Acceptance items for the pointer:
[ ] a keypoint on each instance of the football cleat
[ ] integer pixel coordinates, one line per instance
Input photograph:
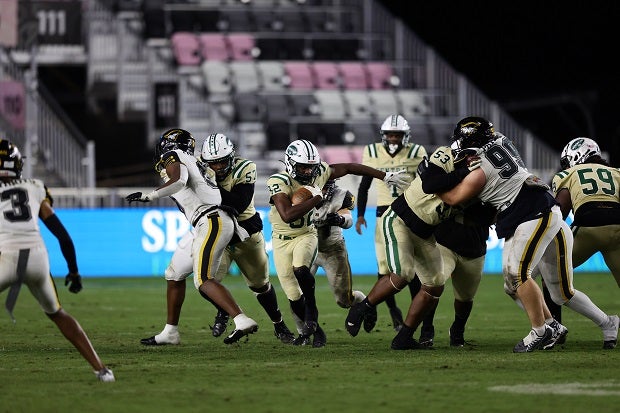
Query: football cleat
(370, 319)
(397, 318)
(409, 343)
(220, 324)
(282, 332)
(610, 333)
(320, 339)
(559, 335)
(245, 327)
(457, 338)
(354, 319)
(105, 375)
(162, 339)
(427, 334)
(533, 341)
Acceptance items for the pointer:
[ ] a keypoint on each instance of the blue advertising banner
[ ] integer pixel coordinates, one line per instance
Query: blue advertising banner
(140, 242)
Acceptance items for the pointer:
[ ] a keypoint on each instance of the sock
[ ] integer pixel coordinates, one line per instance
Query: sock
(582, 304)
(269, 302)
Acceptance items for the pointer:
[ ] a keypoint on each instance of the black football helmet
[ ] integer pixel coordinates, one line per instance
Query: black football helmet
(472, 132)
(175, 139)
(11, 162)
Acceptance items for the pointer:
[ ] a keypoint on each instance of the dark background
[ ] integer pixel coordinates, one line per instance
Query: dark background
(550, 64)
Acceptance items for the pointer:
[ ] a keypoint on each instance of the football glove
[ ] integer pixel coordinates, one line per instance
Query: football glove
(400, 179)
(137, 196)
(314, 190)
(74, 281)
(335, 219)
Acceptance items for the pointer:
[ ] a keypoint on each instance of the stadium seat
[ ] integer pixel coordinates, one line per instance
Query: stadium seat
(217, 77)
(242, 46)
(276, 108)
(303, 104)
(379, 75)
(245, 77)
(214, 46)
(186, 48)
(358, 104)
(299, 74)
(271, 75)
(248, 107)
(326, 75)
(384, 103)
(331, 104)
(353, 75)
(363, 132)
(413, 103)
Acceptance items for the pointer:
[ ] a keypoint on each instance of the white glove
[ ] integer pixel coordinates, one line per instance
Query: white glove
(400, 179)
(314, 190)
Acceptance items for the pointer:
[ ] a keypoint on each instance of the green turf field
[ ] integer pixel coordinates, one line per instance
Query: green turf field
(41, 372)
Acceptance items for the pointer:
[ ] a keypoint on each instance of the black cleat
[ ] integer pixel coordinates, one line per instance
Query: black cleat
(427, 335)
(370, 319)
(406, 344)
(320, 339)
(301, 341)
(220, 324)
(397, 318)
(354, 319)
(457, 337)
(281, 331)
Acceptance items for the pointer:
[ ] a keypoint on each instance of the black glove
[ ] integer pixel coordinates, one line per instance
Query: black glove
(76, 282)
(137, 196)
(334, 219)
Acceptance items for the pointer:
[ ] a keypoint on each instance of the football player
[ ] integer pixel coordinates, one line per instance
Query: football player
(215, 225)
(294, 237)
(330, 218)
(408, 227)
(393, 153)
(531, 223)
(235, 178)
(589, 187)
(25, 258)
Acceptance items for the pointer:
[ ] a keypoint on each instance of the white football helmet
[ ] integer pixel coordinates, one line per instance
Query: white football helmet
(578, 151)
(302, 161)
(218, 149)
(395, 123)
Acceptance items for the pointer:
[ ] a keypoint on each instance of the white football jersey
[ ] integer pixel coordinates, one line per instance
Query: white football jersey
(200, 190)
(20, 201)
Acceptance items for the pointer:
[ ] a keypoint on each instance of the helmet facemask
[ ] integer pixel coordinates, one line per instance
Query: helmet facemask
(578, 151)
(11, 163)
(302, 161)
(395, 125)
(219, 153)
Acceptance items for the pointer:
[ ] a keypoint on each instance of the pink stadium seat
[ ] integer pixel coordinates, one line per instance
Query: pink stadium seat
(379, 75)
(242, 46)
(353, 75)
(299, 75)
(326, 75)
(186, 48)
(214, 46)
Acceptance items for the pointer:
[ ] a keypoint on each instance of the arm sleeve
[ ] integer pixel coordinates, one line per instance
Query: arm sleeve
(438, 180)
(239, 197)
(66, 243)
(362, 195)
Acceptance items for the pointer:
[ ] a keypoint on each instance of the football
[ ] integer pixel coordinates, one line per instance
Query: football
(300, 196)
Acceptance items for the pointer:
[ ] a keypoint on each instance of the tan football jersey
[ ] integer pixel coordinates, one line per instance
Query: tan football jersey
(243, 172)
(588, 183)
(282, 182)
(429, 207)
(407, 159)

--

## WHAT THE EXERCISE ASKS:
Please report every line above that contains the word "pink", matching its case exactly.

## ANSWER TO THIS TASK:
[ ] a keypoint on each instance of the pink stadium seat
Query: pink stadium seat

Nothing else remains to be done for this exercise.